What is expected>
Please render every line of the material below as a Markdown table with the columns "Row" and "Entry," numbering each line and leaving out blank lines.
### Data for this exercise
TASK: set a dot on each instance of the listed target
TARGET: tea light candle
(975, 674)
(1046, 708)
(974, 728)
######
Full response>
| Row | Entry |
|---|---|
| 1 | TASK: set a dot on each instance of the listed target |
| 2 | TARGET: tea light candle |
| 3 | (975, 674) |
| 4 | (1046, 708) |
| 5 | (974, 728) |